**To do:** Copy every line of the data below character for character, leaving out the pictures.

## START Records shown

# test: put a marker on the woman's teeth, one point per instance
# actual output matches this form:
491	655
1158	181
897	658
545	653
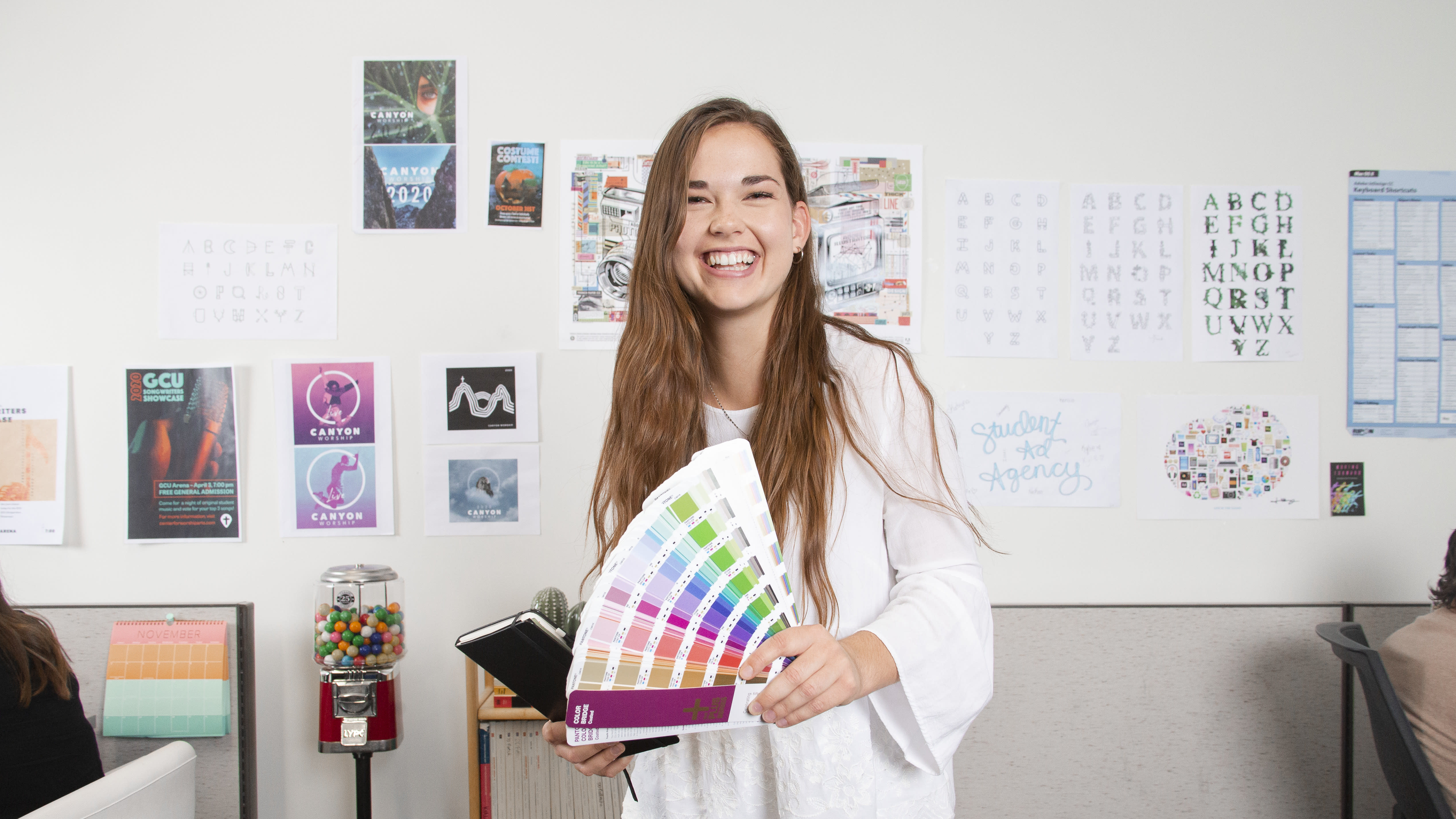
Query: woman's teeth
736	260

## END Records shown

**Exercise output:**
# test: put a marker on the woman's teeth, one point per instance
# actual output matches this form:
491	655
1158	181
897	658
545	653
Query: woman's teeth
736	260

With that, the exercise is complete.